┌──

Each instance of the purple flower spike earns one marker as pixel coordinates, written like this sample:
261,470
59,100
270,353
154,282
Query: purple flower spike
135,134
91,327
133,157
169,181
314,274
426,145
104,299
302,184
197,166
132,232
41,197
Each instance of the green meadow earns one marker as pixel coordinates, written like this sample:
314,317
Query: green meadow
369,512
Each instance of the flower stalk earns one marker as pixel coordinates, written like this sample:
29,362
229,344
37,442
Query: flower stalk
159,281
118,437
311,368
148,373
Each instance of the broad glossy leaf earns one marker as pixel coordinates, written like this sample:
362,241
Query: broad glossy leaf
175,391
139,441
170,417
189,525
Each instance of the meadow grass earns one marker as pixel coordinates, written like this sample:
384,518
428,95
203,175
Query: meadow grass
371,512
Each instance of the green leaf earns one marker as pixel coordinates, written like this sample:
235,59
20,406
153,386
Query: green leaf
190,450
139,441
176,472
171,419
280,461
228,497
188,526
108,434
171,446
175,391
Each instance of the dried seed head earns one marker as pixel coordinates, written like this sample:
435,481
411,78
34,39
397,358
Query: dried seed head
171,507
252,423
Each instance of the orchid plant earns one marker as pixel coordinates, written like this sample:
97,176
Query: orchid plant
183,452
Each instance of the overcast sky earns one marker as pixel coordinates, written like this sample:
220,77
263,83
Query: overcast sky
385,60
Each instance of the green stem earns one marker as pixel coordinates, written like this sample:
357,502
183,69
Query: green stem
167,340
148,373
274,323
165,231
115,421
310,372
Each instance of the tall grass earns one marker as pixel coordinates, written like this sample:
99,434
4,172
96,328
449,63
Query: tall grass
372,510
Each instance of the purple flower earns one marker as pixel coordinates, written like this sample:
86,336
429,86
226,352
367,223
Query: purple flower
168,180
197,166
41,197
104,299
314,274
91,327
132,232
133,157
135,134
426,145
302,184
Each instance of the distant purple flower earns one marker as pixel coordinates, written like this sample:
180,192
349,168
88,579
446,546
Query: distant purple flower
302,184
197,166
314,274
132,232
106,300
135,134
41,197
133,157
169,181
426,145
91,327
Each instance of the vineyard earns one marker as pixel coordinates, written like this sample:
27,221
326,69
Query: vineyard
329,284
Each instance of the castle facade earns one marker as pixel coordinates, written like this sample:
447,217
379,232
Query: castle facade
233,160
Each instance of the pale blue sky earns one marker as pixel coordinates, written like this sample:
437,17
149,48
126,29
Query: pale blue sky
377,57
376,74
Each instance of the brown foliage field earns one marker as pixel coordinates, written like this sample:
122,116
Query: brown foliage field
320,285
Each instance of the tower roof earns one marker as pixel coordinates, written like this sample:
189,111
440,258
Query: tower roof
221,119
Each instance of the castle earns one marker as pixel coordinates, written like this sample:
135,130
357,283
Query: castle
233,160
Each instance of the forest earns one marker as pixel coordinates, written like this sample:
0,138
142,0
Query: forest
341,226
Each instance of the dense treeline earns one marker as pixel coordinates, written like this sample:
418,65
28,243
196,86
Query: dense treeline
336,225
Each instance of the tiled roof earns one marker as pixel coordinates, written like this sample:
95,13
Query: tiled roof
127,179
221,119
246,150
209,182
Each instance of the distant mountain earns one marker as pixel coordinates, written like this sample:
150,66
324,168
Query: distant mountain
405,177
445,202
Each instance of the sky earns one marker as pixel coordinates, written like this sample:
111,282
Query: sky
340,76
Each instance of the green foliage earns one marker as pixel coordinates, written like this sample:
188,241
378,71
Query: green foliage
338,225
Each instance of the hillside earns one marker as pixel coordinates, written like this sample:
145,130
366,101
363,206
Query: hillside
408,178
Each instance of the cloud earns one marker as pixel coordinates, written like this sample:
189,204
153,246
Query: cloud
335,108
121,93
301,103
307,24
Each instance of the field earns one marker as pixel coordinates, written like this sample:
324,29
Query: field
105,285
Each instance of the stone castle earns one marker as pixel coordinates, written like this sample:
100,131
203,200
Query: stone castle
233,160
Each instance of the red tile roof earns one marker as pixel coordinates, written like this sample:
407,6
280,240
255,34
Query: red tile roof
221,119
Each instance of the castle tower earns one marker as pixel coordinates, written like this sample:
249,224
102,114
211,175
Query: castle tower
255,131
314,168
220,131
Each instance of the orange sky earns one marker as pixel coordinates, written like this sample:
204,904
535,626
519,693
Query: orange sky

└──

[YOUR ASSIGNMENT] All lines of the material that contain the word "orange" should be listed.

[TASK SOLUTION]
Each instance of the orange sky earns one marker as pixel coordinates, written like this sample:
Query: orange sky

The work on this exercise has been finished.